# Recorded data:
* * *
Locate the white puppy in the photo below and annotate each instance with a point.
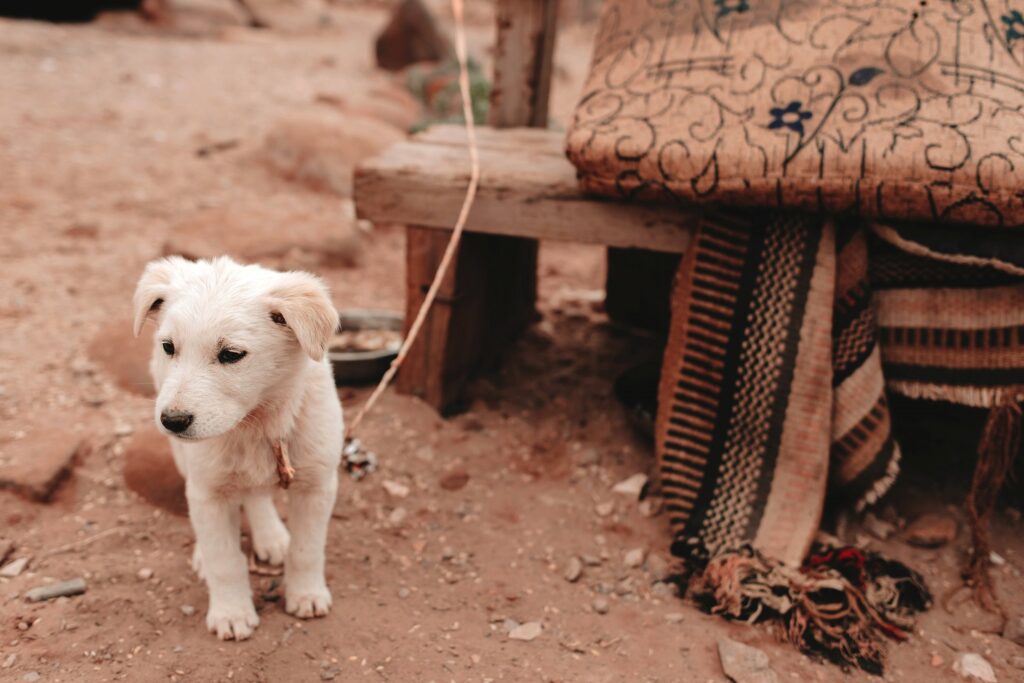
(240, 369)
* * *
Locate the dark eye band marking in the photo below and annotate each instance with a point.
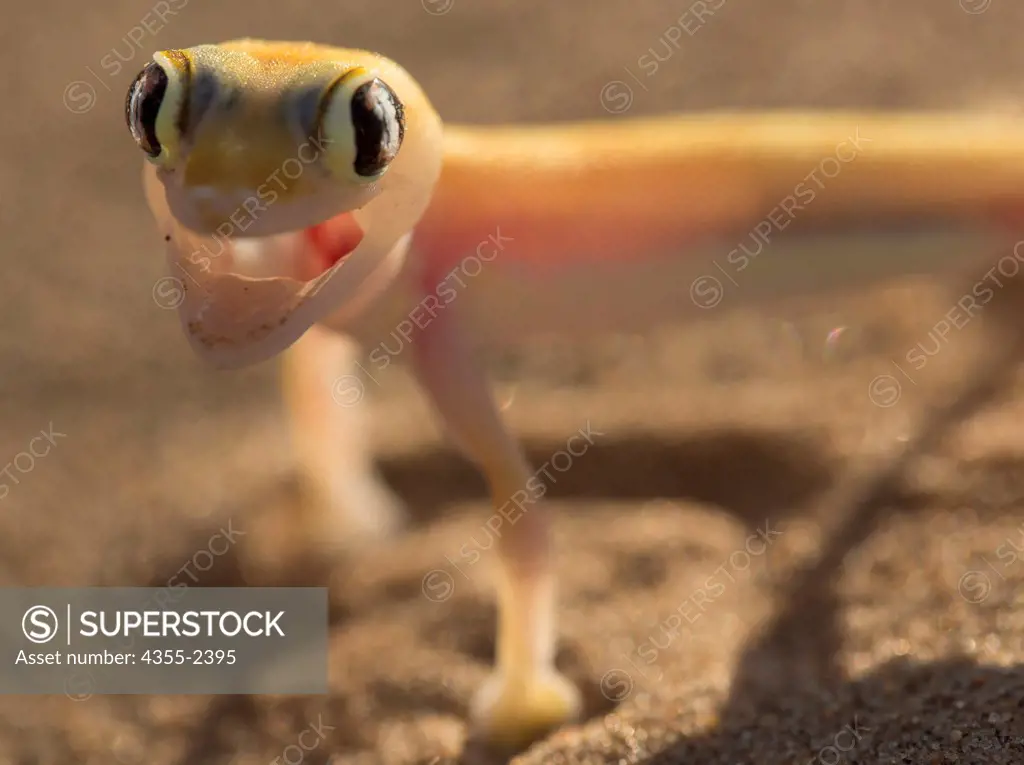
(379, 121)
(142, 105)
* * *
List every line of the material above that contains the word "photo".

# Answer to the exercise:
Locate the white puppy in the photo below and annotate each instance with a point.
Locate the dark eye band marking in the photo below and annotate each instance with a point.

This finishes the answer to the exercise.